STATED PROBLEM: Return every line of the records below unchanged, leaving out the pictures.

## start

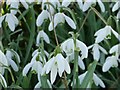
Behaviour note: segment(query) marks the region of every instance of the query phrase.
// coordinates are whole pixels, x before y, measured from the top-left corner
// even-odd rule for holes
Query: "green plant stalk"
[[[30,31],[30,38],[29,38],[29,41],[28,41],[28,46],[27,46],[27,49],[26,49],[26,55],[25,55],[25,60],[24,60],[24,65],[26,64],[27,62],[27,59],[29,57],[29,54],[30,54],[30,51],[31,51],[31,48],[32,48],[32,45],[33,45],[33,42],[34,42],[34,36],[35,36],[35,13],[34,13],[34,8],[33,6],[30,8],[30,24],[29,24],[29,31]],[[30,15],[29,14],[29,15]]]
[[[83,79],[83,82],[80,86],[80,88],[87,88],[87,85],[88,83],[92,80],[92,77],[93,77],[93,73],[95,71],[95,68],[97,66],[97,61],[94,60],[93,63],[89,66],[88,68],[88,72],[87,74],[85,75],[84,79]]]
[[[73,72],[73,88],[78,88],[78,55],[79,52],[75,50],[74,52],[74,72]]]

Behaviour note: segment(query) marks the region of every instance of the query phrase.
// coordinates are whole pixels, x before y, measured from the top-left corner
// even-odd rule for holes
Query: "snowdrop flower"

## end

WRITTEN ANSWER:
Behaviour note: segment(query) marks the region of every instance of the query phrase.
// coordinates are whole pixels, x before y, measured from the top-left corner
// even-odd rule for holes
Query: "green plant stalk"
[[[30,31],[30,38],[29,38],[29,41],[28,41],[28,46],[27,46],[27,49],[26,49],[26,55],[25,55],[25,60],[24,60],[24,65],[26,64],[27,62],[27,59],[29,57],[29,54],[30,54],[30,51],[31,51],[31,48],[32,48],[32,45],[33,45],[33,42],[34,42],[34,36],[35,36],[35,13],[34,13],[34,8],[33,6],[30,8],[30,24],[29,24],[29,31]],[[30,15],[29,14],[29,15]]]
[[[83,79],[83,82],[80,86],[80,88],[87,88],[87,85],[88,83],[92,80],[92,77],[93,77],[93,73],[95,71],[95,68],[97,66],[97,61],[94,60],[93,63],[89,66],[88,68],[88,72],[87,74],[85,75],[84,79]]]
[[[73,72],[73,88],[78,88],[78,55],[79,52],[75,50],[74,52],[74,72]]]

Behaviour note: segment(query) marks the region of every instance of the query phrase.
// coordinates are whole pixels, x before y, measured from the top-left corner
// even-odd rule for holes
Query: "snowdrop flower"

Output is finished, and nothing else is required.